----- Available data
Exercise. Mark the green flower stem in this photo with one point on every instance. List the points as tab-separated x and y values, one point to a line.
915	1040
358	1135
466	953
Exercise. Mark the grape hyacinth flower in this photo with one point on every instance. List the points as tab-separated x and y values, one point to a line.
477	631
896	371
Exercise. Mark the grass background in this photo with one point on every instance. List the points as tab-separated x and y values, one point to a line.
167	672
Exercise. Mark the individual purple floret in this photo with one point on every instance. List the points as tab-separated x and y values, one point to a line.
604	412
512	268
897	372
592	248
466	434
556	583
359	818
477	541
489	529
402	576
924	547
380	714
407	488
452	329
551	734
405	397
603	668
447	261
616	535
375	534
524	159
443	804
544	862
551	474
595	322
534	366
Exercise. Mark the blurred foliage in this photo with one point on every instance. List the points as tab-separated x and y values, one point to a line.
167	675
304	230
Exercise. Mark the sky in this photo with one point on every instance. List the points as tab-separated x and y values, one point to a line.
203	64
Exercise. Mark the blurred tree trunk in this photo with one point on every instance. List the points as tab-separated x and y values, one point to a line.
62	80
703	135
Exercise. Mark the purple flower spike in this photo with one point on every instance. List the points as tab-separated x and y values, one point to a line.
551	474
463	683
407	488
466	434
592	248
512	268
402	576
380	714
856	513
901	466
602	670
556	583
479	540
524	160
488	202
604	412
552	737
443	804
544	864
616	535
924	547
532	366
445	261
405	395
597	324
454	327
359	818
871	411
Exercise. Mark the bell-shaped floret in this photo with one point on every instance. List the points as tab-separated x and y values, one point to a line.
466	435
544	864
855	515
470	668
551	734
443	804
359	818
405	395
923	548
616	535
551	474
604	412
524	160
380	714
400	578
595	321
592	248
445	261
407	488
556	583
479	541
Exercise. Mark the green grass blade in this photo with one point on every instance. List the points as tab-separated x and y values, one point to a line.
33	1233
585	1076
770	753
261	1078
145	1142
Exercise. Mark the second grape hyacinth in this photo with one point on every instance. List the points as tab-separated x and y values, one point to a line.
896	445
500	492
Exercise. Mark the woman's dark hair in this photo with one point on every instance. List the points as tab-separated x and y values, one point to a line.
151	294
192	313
----------
> [Exercise brief] Using the data above, reproduce every line exactly.

> [Completed exercise]
Exercise. Mark the green flower stem in this photo with one point on every instance. List the points as tab-separated x and y values, one point to a line.
915	1040
358	1135
466	953
Exercise. Mark the grape hyacinth flower in this photo with one point on every instance. List the points as tab-separated x and y values, one point to a line.
477	631
896	371
Exercise. Mark the grass background in this photo with one point on every instance. List the points as tab-separated x and y values, one point to a line.
167	672
Exercise. Mark the individual purple floret in this photo with one point on every instance. List the points as tab-separated x and y values, one point to a line.
604	412
512	268
897	372
592	248
466	434
556	583
359	818
477	541
489	529
402	576
924	547
380	714
407	488
452	329
551	734
405	397
603	668
447	261
616	535
375	534
524	159
443	804
544	862
551	474
595	322
534	366
Exercise. Mark the blurred foliage in this photo with one point on every instance. List the points as tab-separated x and y values, one point to a line.
167	675
304	230
Exercise. Mark the sky in this photo with one point on every instance. List the points as tab-separated x and y values, one point to a line.
203	64
Exercise. Mark the blurred tree trunk in this photo with one point on every instance. List the points as tab-separated x and y values, one point to a line.
62	80
703	135
Exercise. Mark the purple flower spike in this photo with one point on every instance. List the points as tab-separated x and y values, one point to a line.
551	474
463	683
407	488
466	434
592	248
512	268
402	576
380	714
856	513
901	466
602	670
556	583
479	540
524	160
488	202
604	412
552	737
443	804
544	864
616	535
924	547
532	366
445	261
405	395
597	324
454	327
359	818
871	411
Exercise. Mark the bell-shaped floret in this photo with one point on every instance. List the points as tab-separated x and y values, one point to a line.
466	435
544	864
855	515
470	668
551	734
443	804
359	818
405	395
923	548
616	535
551	474
604	412
524	160
380	714
400	578
595	321
592	248
445	261
407	488
556	583
479	541
Exercise. Mark the green grass blade in this photo with one point on every instance. List the points as tab-separated x and y values, one point to a line.
33	1233
585	1076
770	753
261	1078
145	1142
Exercise. Mark the second grape hyacinth in this photo with one point on every instance. List the points as tab-separated x and y values, one point to a line.
896	445
500	492
Exercise. Mark the woman's dark hair in this photo with one point on every instance. List the points as tab-separated x and y values, one point to a line.
151	294
192	313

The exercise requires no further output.